_Exercise goal:_ Each line of the data has to be written out again exactly as shown.

Point-per-instance localization data
================

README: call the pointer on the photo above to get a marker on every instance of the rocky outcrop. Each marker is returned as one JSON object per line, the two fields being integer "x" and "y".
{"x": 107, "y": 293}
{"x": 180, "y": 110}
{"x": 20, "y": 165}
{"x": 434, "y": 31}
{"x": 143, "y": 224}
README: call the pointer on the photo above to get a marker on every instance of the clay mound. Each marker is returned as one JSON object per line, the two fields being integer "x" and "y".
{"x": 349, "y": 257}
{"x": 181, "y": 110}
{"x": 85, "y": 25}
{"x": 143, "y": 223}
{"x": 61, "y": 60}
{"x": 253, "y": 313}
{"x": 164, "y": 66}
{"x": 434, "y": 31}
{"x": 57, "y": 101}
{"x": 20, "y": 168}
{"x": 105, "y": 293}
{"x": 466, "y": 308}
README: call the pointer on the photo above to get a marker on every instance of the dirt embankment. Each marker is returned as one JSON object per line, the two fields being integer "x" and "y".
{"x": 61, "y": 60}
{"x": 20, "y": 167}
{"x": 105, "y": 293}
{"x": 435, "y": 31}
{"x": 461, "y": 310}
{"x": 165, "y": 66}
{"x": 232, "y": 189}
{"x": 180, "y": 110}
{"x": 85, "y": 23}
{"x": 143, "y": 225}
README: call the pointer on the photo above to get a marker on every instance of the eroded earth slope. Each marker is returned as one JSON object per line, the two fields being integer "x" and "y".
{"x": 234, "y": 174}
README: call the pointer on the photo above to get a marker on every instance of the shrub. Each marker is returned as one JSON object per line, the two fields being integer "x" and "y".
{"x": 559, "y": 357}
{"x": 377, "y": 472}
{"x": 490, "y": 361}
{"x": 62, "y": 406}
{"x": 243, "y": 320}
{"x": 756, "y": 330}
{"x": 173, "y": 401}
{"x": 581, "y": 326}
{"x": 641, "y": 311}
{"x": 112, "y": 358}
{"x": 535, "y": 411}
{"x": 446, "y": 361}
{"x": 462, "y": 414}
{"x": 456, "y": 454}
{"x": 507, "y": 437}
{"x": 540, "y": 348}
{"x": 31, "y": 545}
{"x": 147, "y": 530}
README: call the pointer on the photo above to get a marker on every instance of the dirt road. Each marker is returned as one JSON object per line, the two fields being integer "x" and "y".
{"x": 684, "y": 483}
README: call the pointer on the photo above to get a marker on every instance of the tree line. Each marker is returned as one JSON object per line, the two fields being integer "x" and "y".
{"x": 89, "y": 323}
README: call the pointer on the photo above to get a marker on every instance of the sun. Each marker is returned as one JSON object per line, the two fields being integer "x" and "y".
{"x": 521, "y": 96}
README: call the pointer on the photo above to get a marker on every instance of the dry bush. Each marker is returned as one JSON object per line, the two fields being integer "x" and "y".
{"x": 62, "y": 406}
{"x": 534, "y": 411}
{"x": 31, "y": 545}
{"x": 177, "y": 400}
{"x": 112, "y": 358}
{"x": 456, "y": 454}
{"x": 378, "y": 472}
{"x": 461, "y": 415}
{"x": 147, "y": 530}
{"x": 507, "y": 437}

================

_Written response:_
README: call the pointer on the photo above to get a marker on every instance of the rocky outcrop. Each marker is returned as one JSON object per line, the two fields being integer "x" and "y".
{"x": 107, "y": 293}
{"x": 180, "y": 110}
{"x": 20, "y": 165}
{"x": 434, "y": 31}
{"x": 143, "y": 224}
README: call the pointer on the photo above to get a marker on every instance of the clay mound. Each marker is returned as one JSON object per line, the two fields being integer "x" and "y".
{"x": 349, "y": 257}
{"x": 181, "y": 110}
{"x": 85, "y": 25}
{"x": 143, "y": 223}
{"x": 61, "y": 60}
{"x": 253, "y": 313}
{"x": 164, "y": 66}
{"x": 434, "y": 31}
{"x": 57, "y": 101}
{"x": 20, "y": 168}
{"x": 105, "y": 293}
{"x": 466, "y": 308}
README: call the pointer on the photo above to get a marker on every instance of the dirt embankment. Each marker is returned as one JSON object per line, the two fields being integer "x" and "y".
{"x": 61, "y": 60}
{"x": 20, "y": 167}
{"x": 105, "y": 293}
{"x": 435, "y": 31}
{"x": 461, "y": 310}
{"x": 165, "y": 66}
{"x": 232, "y": 189}
{"x": 180, "y": 110}
{"x": 85, "y": 23}
{"x": 143, "y": 225}
README: call the pointer on the photo above to get a marker on every instance of the eroded earth slope. Each marker is returned as one JSON object per line, the two fields being integer "x" and "y".
{"x": 234, "y": 174}
README: call the pointer on the photo above to get a marker on every instance of the shrub. Each marker is returned as one JSON object per line, the two fields being integer "x" and "y".
{"x": 559, "y": 357}
{"x": 377, "y": 472}
{"x": 490, "y": 361}
{"x": 62, "y": 406}
{"x": 243, "y": 320}
{"x": 756, "y": 330}
{"x": 173, "y": 401}
{"x": 581, "y": 326}
{"x": 641, "y": 311}
{"x": 112, "y": 358}
{"x": 535, "y": 411}
{"x": 446, "y": 361}
{"x": 462, "y": 414}
{"x": 456, "y": 454}
{"x": 507, "y": 437}
{"x": 540, "y": 348}
{"x": 31, "y": 545}
{"x": 147, "y": 530}
README: call the pointer on the photo above to get a marker on every instance of the dirt road. Each marker is returned as one JSON object per line, the two fields being integer "x" and "y".
{"x": 684, "y": 483}
README: call the pointer on the photo above to get a marker on every instance of the tree line. Each marker is returned as one JSON object per line, the two fields being integer "x" and "y".
{"x": 89, "y": 323}
README: call the pointer on the photo above to get a marker on every instance of the sun. Each marker is returned as one JSON object per line, the two fields being integer "x" and "y".
{"x": 521, "y": 96}
README: call the pointer on the photo above to get a marker on every instance of the dry bush. Each marker is returned as one JSON object per line, the two fields being integer "x" and "y".
{"x": 62, "y": 406}
{"x": 534, "y": 411}
{"x": 31, "y": 545}
{"x": 177, "y": 400}
{"x": 112, "y": 358}
{"x": 456, "y": 454}
{"x": 378, "y": 472}
{"x": 461, "y": 415}
{"x": 147, "y": 530}
{"x": 507, "y": 437}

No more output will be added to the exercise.